SOURCE EXCERPT:
After we reached Fisher Camp we turned onto a climber’s trail. The remainder of our route was no longer following established trails so we were expecting to have to do a fair bit of route-finding and navigation, but we were pleasantly surprised to find that the climber’s trail was well-trodden and we were able to maintain nearly the same pace we had on the established trail. That was, until we reached the boulder fields. We knew the boulder fields were coming and their dreaded arrival was just as bad as we had anticipated. For over one mile we gingerly traversed rock after rock, just hoping that they held their place and didn’t catapult us forward or shift and crush our feet.

While traversing the boulders, we ran into another couple who were also attempting to make it to Silent Lakes, with the additional goal of scrambling up Fisher Peak the following morning. We took a few breaks and chatted together as we collectively headed up the valley.

We made it to the head of the valley in five hours and our route options were clear before us. First, was the aforementioned “gully of death,” and it did look tempting—it was so straight forward!—but it was also extremely steep and narrow and rock fall would be a constant concern. The “heather ramps” that trip reports confirm is the best route didn’t immediately stick out to us, but there did seem to be a weakness in the wall of cliffs. Our final option was right at our feet—a beautiful campsite overlooking the Fisher Valley, very likely made by others who saw the route up to Silent Lakes and decided to just camp in the valley for the evening.

DATA EXTRACT:

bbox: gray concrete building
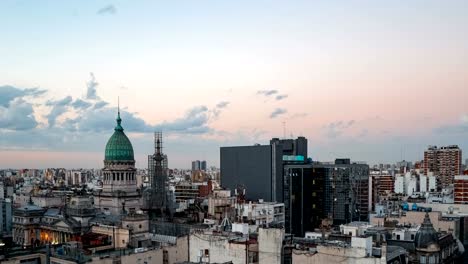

WRITTEN REQUEST 1: According to the trip report, how long did it take to reach the head of the valley?
WRITTEN REQUEST 2: Recast the trip report's paragraph beginning "We made it to the head of the valley" as a short bulleted list of the route options, keeping its main facts.
WRITTEN REQUEST 3: Pick up the trip report right after its final sentence and keep writing.

TASK RESPONSE 1: Five hours.

TASK RESPONSE 2:
- Reached the head of the valley in five hours, with three route options in view.
- The "gully of death": tempting because it was so straightforward, but extremely steep and narrow, with constant risk of rock fall.
- The "heather ramps," which trip reports confirm as the best route: not obvious at first, though there seemed to be a weakness in the wall of cliffs.
- A campsite right at their feet overlooking the Fisher Valley, likely made by others who saw the route up to Silent Lakes and chose to camp in the valley instead.

TASK RESPONSE 3:
Our new friends headed out first, to try to suss out the correct route while we finished filtering water before the final push. We watched them make their way up an impossibly steep and unstable rocky slope, their steps sent huge rocks careening below them, some the size of bowling balls! They disappeared around a ledge and just a few minutes later appeared on top of the cliffs. They gave us a thumbs up and an enthusiastic “it goes! This is the route!”

Alex and I looked at each other, the route seemed out of our comfort zone. We can do steep. We can’t do crumbly steep. Still, we wanted to at least see the terrain for ourselves before making the decision. We put our helmets on and made our way to the base of the slope. The rocks shifted with every step I took. Some shifted only an inch before settling, but some didn’t have any sign of settling and I had to move my feet lest they be smashed by avalanching rocks. Alex and I regrouped under a giant boulder and I decided I would scramble up a little higher to see if the route got any better. On all fours, I crawled up the slope, willing the rocks to stay still beneath me. The terrain did get easier and I was soon about 30’ above Alex and nearly to the ledge we just saw the other two disappear around. I had hoped I would peer around the corner and see the start of the heather ramps, but my heart sunk when instead I saw another steep crumbling slope. The start of the ramps were approximately another 30’ above me, they were so close, yet the terrain seemed too out of our comfort zone. I turned back to Alex, “I think we should turn around.” He agreed.

Back at the campsite I felt disappointed but relieved. I knew the views from the top would be beautiful, but something deep inside of me had been skeptical of this route since we saw it from Easy Pass. In addition, it looked like rain was on the horizon and that route was not one I would want to do if it were wet. We set up the tent and crawled in, I stared out the tent door and let my thoughts wander.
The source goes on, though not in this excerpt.